Passage for review:

*** Begin section ***

Remember, the goal is not to become an expert at fixing bugs, but rather to get better at writing robust, (mostly) error-free programs in the first place.

As a matter of attitude, programmers should not feel proud when they fix bugs, but rather embarrassed that their code had bugs.

If there is a bug in the program, it is only because the programmer made mistakes.

Classes of Defects

Even after careful thought and defensive programming, a program may still have defects.

Generally speaking, there are several kinds of errors one may run into:

  • Syntax or type errors.
    These are always caught by the compiler, and reported via error messages. Typically, an error message clearly indicates the cause of error; for instance, the line number, the incorrect piece of code, and an explanation. Such messages usually give enough information about where the problem is and what needs to be done. In addition, editors with syntax highlighting can give good indication about such errors even before compiling the program.
  • Typos and other simple errors that have pass undetected by the type-checker or the other checks in the compiler.
    Once these are identified, they can easily be fixed. Here are a few examples:
    missing parentheses, for instance writing x + y * z instead of (x + y) * z;
    typos, for instance case t of ... | x::tl => contains(x,t);
    passing parameters in incorrect order;
    or using the wrong element order in tuples.
  • Implementation errors.

*** End section ***

Task item A: In the passage on program defects, what always catches syntax or type errors?
Task item B: Quote the section of the passage on program defects that begins with the words "Once these are" and ends with "order in tuples.".

Records provided:
*** Begin section ***

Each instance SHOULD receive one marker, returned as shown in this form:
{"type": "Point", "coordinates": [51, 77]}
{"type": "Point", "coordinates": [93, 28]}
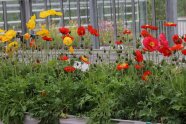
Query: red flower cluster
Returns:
{"type": "Point", "coordinates": [138, 56]}
{"type": "Point", "coordinates": [81, 31]}
{"type": "Point", "coordinates": [150, 43]}
{"type": "Point", "coordinates": [170, 24]}
{"type": "Point", "coordinates": [69, 69]}
{"type": "Point", "coordinates": [122, 66]}
{"type": "Point", "coordinates": [64, 58]}
{"type": "Point", "coordinates": [145, 33]}
{"type": "Point", "coordinates": [119, 42]}
{"type": "Point", "coordinates": [64, 30]}
{"type": "Point", "coordinates": [93, 31]}
{"type": "Point", "coordinates": [177, 39]}
{"type": "Point", "coordinates": [145, 75]}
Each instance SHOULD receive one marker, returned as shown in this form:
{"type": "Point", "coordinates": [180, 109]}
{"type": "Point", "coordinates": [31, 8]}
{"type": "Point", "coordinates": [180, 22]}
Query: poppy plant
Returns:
{"type": "Point", "coordinates": [69, 69]}
{"type": "Point", "coordinates": [163, 40]}
{"type": "Point", "coordinates": [183, 52]}
{"type": "Point", "coordinates": [126, 31]}
{"type": "Point", "coordinates": [138, 66]}
{"type": "Point", "coordinates": [145, 33]}
{"type": "Point", "coordinates": [177, 39]}
{"type": "Point", "coordinates": [68, 40]}
{"type": "Point", "coordinates": [165, 51]}
{"type": "Point", "coordinates": [84, 59]}
{"type": "Point", "coordinates": [81, 31]}
{"type": "Point", "coordinates": [46, 38]}
{"type": "Point", "coordinates": [184, 37]}
{"type": "Point", "coordinates": [63, 58]}
{"type": "Point", "coordinates": [64, 30]}
{"type": "Point", "coordinates": [150, 43]}
{"type": "Point", "coordinates": [119, 42]}
{"type": "Point", "coordinates": [177, 47]}
{"type": "Point", "coordinates": [138, 56]}
{"type": "Point", "coordinates": [122, 66]}
{"type": "Point", "coordinates": [146, 26]}
{"type": "Point", "coordinates": [170, 24]}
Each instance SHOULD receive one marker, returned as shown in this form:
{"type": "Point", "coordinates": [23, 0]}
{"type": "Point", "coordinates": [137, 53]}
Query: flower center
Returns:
{"type": "Point", "coordinates": [152, 44]}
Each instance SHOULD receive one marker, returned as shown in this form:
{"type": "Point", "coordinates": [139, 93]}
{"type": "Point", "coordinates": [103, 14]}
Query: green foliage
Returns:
{"type": "Point", "coordinates": [46, 92]}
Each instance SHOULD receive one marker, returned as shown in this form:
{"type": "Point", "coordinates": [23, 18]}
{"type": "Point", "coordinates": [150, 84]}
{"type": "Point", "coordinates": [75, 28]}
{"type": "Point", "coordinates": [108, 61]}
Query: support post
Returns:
{"type": "Point", "coordinates": [94, 22]}
{"type": "Point", "coordinates": [26, 13]}
{"type": "Point", "coordinates": [171, 16]}
{"type": "Point", "coordinates": [134, 22]}
{"type": "Point", "coordinates": [114, 19]}
{"type": "Point", "coordinates": [62, 23]}
{"type": "Point", "coordinates": [154, 15]}
{"type": "Point", "coordinates": [5, 15]}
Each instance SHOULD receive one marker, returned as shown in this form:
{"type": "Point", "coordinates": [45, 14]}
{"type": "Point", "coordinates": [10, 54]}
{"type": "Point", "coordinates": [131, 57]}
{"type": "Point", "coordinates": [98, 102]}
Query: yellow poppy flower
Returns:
{"type": "Point", "coordinates": [44, 14]}
{"type": "Point", "coordinates": [67, 41]}
{"type": "Point", "coordinates": [71, 49]}
{"type": "Point", "coordinates": [11, 48]}
{"type": "Point", "coordinates": [9, 35]}
{"type": "Point", "coordinates": [31, 24]}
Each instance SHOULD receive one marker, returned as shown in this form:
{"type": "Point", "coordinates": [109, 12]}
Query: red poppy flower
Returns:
{"type": "Point", "coordinates": [170, 24]}
{"type": "Point", "coordinates": [122, 66]}
{"type": "Point", "coordinates": [81, 31]}
{"type": "Point", "coordinates": [84, 59]}
{"type": "Point", "coordinates": [163, 40]}
{"type": "Point", "coordinates": [177, 47]}
{"type": "Point", "coordinates": [177, 39]}
{"type": "Point", "coordinates": [64, 30]}
{"type": "Point", "coordinates": [145, 33]}
{"type": "Point", "coordinates": [63, 58]}
{"type": "Point", "coordinates": [153, 27]}
{"type": "Point", "coordinates": [32, 43]}
{"type": "Point", "coordinates": [94, 32]}
{"type": "Point", "coordinates": [146, 75]}
{"type": "Point", "coordinates": [89, 28]}
{"type": "Point", "coordinates": [165, 51]}
{"type": "Point", "coordinates": [46, 38]}
{"type": "Point", "coordinates": [126, 31]}
{"type": "Point", "coordinates": [68, 36]}
{"type": "Point", "coordinates": [150, 43]}
{"type": "Point", "coordinates": [183, 52]}
{"type": "Point", "coordinates": [146, 26]}
{"type": "Point", "coordinates": [184, 37]}
{"type": "Point", "coordinates": [119, 42]}
{"type": "Point", "coordinates": [69, 69]}
{"type": "Point", "coordinates": [138, 56]}
{"type": "Point", "coordinates": [138, 67]}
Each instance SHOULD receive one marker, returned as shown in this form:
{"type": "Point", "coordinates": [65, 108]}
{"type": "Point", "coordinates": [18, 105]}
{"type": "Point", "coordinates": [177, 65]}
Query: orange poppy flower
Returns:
{"type": "Point", "coordinates": [81, 31]}
{"type": "Point", "coordinates": [150, 43]}
{"type": "Point", "coordinates": [84, 59]}
{"type": "Point", "coordinates": [183, 52]}
{"type": "Point", "coordinates": [170, 24]}
{"type": "Point", "coordinates": [122, 66]}
{"type": "Point", "coordinates": [177, 47]}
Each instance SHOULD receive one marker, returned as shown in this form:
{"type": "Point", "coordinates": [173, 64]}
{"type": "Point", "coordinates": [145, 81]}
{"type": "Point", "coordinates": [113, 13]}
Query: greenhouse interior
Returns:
{"type": "Point", "coordinates": [92, 61]}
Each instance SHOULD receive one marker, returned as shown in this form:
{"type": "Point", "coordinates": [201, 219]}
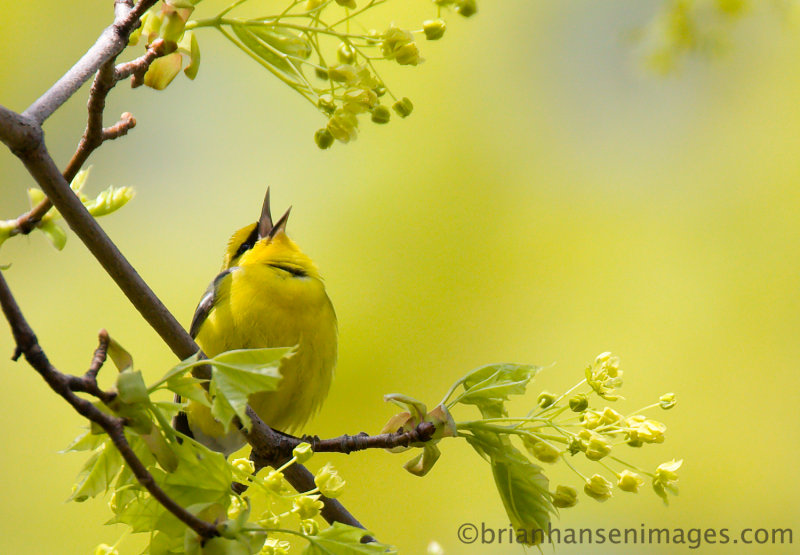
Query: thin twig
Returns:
{"type": "Point", "coordinates": [110, 43]}
{"type": "Point", "coordinates": [28, 345]}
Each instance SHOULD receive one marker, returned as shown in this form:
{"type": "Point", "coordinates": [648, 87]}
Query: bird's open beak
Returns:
{"type": "Point", "coordinates": [265, 226]}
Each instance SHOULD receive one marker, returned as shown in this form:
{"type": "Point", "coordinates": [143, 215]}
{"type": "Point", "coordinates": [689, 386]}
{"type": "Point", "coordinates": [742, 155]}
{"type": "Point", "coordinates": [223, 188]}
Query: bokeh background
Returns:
{"type": "Point", "coordinates": [549, 199]}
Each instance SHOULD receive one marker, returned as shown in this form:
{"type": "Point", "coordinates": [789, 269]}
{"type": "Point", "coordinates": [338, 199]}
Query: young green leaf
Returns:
{"type": "Point", "coordinates": [341, 539]}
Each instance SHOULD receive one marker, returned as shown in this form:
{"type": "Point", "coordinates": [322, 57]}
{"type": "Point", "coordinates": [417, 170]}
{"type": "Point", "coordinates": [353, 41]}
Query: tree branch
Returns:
{"type": "Point", "coordinates": [63, 384]}
{"type": "Point", "coordinates": [110, 43]}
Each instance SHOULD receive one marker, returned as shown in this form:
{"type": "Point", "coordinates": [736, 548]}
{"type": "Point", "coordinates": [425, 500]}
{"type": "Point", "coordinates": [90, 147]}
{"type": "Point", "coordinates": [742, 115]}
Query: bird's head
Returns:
{"type": "Point", "coordinates": [265, 242]}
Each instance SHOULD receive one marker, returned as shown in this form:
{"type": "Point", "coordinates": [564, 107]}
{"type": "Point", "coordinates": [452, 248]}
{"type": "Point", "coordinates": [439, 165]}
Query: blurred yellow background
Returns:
{"type": "Point", "coordinates": [548, 200]}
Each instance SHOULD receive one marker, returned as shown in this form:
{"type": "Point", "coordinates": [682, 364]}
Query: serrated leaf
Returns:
{"type": "Point", "coordinates": [189, 387]}
{"type": "Point", "coordinates": [523, 488]}
{"type": "Point", "coordinates": [240, 373]}
{"type": "Point", "coordinates": [341, 539]}
{"type": "Point", "coordinates": [98, 473]}
{"type": "Point", "coordinates": [56, 235]}
{"type": "Point", "coordinates": [131, 388]}
{"type": "Point", "coordinates": [488, 387]}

*** End section ***

Solution A: The compiler always catches them.

Solution B:
Once these are identified, they can easily be fixed. Here are a few examples:
    missing parentheses, for instance writing x + y * z instead of (x + y) * z;
    typos, for instance case t of ... | x::tl => contains(x,t);
    passing parameters in incorrect order;
    or using the wrong element order in tuples.